To do
The response should be the complete listing below, unchanged.

#### Data to examine

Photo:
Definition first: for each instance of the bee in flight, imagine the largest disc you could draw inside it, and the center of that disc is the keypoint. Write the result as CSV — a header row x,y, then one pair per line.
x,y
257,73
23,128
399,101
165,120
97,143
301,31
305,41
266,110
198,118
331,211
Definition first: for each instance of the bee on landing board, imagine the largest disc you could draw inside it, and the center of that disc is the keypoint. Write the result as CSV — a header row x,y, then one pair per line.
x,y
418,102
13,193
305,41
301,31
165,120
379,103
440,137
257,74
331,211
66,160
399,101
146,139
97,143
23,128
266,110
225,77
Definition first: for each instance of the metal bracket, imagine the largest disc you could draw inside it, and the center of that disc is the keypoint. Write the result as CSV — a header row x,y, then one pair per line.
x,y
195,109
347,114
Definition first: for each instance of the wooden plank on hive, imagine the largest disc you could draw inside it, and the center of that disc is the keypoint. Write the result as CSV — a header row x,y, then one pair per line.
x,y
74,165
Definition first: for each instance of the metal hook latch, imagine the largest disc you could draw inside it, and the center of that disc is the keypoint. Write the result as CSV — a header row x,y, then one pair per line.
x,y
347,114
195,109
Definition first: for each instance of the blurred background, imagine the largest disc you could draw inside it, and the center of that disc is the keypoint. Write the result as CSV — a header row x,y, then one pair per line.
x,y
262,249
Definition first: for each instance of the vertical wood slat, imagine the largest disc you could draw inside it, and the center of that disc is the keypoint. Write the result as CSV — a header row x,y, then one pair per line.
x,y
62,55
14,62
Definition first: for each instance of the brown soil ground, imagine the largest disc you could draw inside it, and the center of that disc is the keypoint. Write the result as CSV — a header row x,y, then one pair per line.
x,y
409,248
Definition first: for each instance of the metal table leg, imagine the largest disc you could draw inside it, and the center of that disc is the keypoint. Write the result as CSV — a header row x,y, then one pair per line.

########

Reply
Photo:
Definition first: for each instance of the bee in flight, imagine the largest disc you could draw inside it, and the center of that disc is the keypoint. Write the result as CSV — a header row x,y, then one pair per line.
x,y
257,73
23,128
399,101
165,120
97,143
301,31
305,41
266,110
198,118
331,211
Definition first: for each instance of the bee on landing board, imagine the largest disc you could draw inside it, and the center of that disc is the keypoint. Write the result as CSV — a header row x,y, then one pair per line.
x,y
418,102
13,193
305,41
301,31
165,120
379,103
440,137
257,74
331,211
66,160
399,101
146,139
97,143
23,128
266,110
225,77
Definition first: for each instance of the metal bracket, imagine the largest disc you could draw inside it, and the center of that disc is the keypoint. Write the result as CSV — a header row x,y, then one pair per line.
x,y
195,109
347,114
Definition first: for each instance of the wooden plank on hive, imagine the largest disc you could draw inside it, and the center of that disc is the keypoint. Write the result as CSV — a header row x,y, then one pair per line.
x,y
74,165
Definition first: for each instance of the metal hook latch, imagine the largest disc you could draw inside it, and the center of that disc is the keypoint. Write the result as CSV — a header row x,y, then one pair per line.
x,y
347,114
195,109
Definition first: for each instance of the blurred background, imagine the largest disc you could draw inside it, and the center of that disc is the keypoint. Write the result as CSV — a header row x,y, then one pair per line.
x,y
262,249
Definition first: for each instance of the vertical wood slat, imagine the largest disc you could draw inside it, and the center of that disc is the keypoint. Write the result as CSV — a header row x,y, then one pair per line.
x,y
62,55
14,62
Definition first: for each instance of the brown soil ground, imagine the largest disc you could draw inside it, and the center of that disc is the keypoint. Write the result as CSV — a header row x,y, then one pair per line.
x,y
409,248
Definition first: for each instance of the metal table leg, imagine the largest disc you could draw inside it, and the center of that disc is the keypoint. Write the result as CSV — a header row x,y, then one pair per line.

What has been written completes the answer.